▶ **Passage to read**:

Announcement

Collapse
No announcement yet.
X
  • Filter
  • Time
  • Show
Clear All
new posts

  • New command pyconvertu in SSC

    I'd like to thank professor Baum for uploading the command to SSC!

    The pyconvertu command converts a string variable into a classification from the default or user-provided JSON file with the help of Python 3.

    The default classification is ISO 3166-1 (ISO country codes and names) taken directly from https://www.iso.org/iso-3166-country-codes.html
    The innovation is the use of regular expressions as opposed to direct conversion from PyPi pycountry (for example, shorter names like United States instead of United States of America, or spaces after names may cause problems in the latter). Python seems to be ideal for this kind of task. No PyPi modules are required to run the command, only a basic Python 3 installation, say Anaconda 3 or Miniconda (on Windows). MacOS and most Linux distributions have Python 3 pre-installed.

    Requirements:
    • Stata 16 or newer
    • an executable of a Python installation (Python 3 or higher) set with the help of the python set exec command
    Usage:
    Code:
    . pyconvertu varname, to(string)
    performs the conversion of varname to the specified classification and is followed by generate(string), replace or print.

    Code:
    . pyconvertu __classification, to(string)
    returns the specified classification as a whole and is followed by generate(string) or print.

    Code:
    . pyconvertu __info
    prints metadata and sources, no options are required.

    The command can easily transform country names in English to ISO 3-, 2-letter or numeric codes or build dimensions for a balanced panel dataset for the whole world (as of ISO's list of countries) in three lines of Stata code.

▶ **Task set**:
**A.** Print the part of the listing that opens with the line containing "point: wooden plank" and runs through the end of the listing, with both ends included.
**B.** Write what comes next in the post on the pyconvertu command, picking up after its last sentence.
The post and the listing are unrelated to each other.

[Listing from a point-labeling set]
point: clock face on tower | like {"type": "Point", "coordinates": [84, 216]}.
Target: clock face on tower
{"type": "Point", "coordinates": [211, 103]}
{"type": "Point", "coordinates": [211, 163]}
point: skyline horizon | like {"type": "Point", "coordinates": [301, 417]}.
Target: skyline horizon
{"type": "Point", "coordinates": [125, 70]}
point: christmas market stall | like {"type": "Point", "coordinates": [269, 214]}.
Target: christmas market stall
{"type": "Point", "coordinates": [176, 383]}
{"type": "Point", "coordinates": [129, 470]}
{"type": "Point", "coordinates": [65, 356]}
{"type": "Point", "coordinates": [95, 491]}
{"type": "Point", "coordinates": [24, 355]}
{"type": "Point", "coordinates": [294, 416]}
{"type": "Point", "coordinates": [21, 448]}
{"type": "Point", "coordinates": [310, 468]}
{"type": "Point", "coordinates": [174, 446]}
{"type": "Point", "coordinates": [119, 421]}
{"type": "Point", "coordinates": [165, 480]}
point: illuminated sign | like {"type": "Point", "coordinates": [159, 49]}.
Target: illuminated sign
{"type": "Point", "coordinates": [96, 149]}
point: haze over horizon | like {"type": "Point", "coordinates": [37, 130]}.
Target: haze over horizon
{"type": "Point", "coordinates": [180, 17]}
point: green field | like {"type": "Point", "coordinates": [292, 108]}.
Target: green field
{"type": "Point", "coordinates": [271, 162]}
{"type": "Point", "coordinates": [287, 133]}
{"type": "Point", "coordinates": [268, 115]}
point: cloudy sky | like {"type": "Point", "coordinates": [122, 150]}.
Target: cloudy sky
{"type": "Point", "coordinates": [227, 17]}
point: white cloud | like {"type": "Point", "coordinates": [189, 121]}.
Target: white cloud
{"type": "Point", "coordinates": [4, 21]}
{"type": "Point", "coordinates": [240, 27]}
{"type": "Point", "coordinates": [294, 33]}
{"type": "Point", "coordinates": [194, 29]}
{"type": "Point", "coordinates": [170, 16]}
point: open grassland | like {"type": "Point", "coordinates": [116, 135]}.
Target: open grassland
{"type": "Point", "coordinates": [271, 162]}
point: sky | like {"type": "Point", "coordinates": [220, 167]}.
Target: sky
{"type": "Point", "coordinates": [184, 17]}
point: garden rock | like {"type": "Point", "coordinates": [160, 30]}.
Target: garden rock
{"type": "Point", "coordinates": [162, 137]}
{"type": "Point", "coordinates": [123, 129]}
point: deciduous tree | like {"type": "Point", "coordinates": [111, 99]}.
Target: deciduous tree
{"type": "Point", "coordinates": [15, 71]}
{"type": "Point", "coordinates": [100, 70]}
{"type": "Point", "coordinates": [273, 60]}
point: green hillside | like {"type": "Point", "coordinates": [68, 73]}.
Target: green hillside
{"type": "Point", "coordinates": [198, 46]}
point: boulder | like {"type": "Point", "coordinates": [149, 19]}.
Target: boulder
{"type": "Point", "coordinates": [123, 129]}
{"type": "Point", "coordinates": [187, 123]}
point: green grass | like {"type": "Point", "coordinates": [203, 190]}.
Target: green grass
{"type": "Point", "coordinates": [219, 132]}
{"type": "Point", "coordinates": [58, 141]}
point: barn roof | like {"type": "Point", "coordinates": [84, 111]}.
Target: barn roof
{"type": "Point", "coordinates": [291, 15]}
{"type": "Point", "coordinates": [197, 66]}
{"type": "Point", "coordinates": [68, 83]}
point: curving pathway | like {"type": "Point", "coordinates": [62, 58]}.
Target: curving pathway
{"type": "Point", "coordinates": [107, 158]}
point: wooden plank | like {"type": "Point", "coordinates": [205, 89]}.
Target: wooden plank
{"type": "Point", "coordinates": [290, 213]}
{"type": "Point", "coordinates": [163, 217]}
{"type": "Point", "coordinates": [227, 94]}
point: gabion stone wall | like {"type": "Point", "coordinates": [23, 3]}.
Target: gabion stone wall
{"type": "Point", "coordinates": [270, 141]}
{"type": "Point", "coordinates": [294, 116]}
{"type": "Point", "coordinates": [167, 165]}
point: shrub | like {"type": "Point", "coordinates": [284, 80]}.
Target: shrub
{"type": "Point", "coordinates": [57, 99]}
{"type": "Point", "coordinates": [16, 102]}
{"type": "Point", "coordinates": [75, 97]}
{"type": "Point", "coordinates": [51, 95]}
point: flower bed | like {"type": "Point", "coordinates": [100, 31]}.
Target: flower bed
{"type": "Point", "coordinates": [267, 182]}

▶ **Answers in order**:
**A.**
point: wooden plank | like {"type": "Point", "coordinates": [205, 89]}.
Target: wooden plank
{"type": "Point", "coordinates": [290, 213]}
{"type": "Point", "coordinates": [163, 217]}
{"type": "Point", "coordinates": [227, 94]}
point: gabion stone wall | like {"type": "Point", "coordinates": [23, 3]}.
Target: gabion stone wall
{"type": "Point", "coordinates": [270, 141]}
{"type": "Point", "coordinates": [294, 116]}
{"type": "Point", "coordinates": [167, 165]}
point: shrub | like {"type": "Point", "coordinates": [284, 80]}.
Target: shrub
{"type": "Point", "coordinates": [57, 99]}
{"type": "Point", "coordinates": [16, 102]}
{"type": "Point", "coordinates": [75, 97]}
{"type": "Point", "coordinates": [51, 95]}
point: flower bed | like {"type": "Point", "coordinates": [100, 31]}.
Target: flower bed
{"type": "Point", "coordinates": [267, 182]}

**B.**
    The help file also provides instructions on how to construct one's own JSON file and use it instead of the default classification.

    Examples:
    Code:
            * write the complete default JSON file (ISO 3166-1) to data
            . foreach s in "iso3" "iso2" "isoN" "name_en" "name_fr" {
            .     pyconvertu __classification, to(`s') gen(`s')
            . }
    
            * print metadata and sources for the default JSON file
            . pyconvertu __info
    
            * generate panel dimensions (ISO 3166-1 alpha-3 codes for the years 2000-2020)
            . clear
            . pyconvertu __classification, to(iso3) gen(iso3)
            . expand `=(2020 - 2000) + 1'
            . by iso3, sort: gen year = 2000 + (_n - 1)
    
            * convert ISO 3166-1 alpha-3 to ISO 3166-1 numeric (where possible) in a dataset
            . sic install wbopendata
            . sysuse world-d, clear
            . pyconvertu countrycode, to(isoN) replace
    
            * same example, print the result of conversion instead of writing it to data
            . sysuse world-d, clear
            . pyconvertu countrycode, to(isoN) print
    More advanced examples taken from the xtimportu command:
    Code:
            ****
            * Example 1. Population time series for the Czech Republic (a country in Central Europe, EU member since 2004)
            ****
    
            * RegEx for the indicator, case sensitive!
            * unoptimized, illustration only
            . local regex "Počet"
    
            * ČSÚ's (Czech Statistical Office) file URL for Population
            . local url "https://www.czso.cz/documents/10180/123502877/32018120_0101.xlsx/d60b89c8-980c-4f3a-bc0c-46f38b0b8681?version=1.0"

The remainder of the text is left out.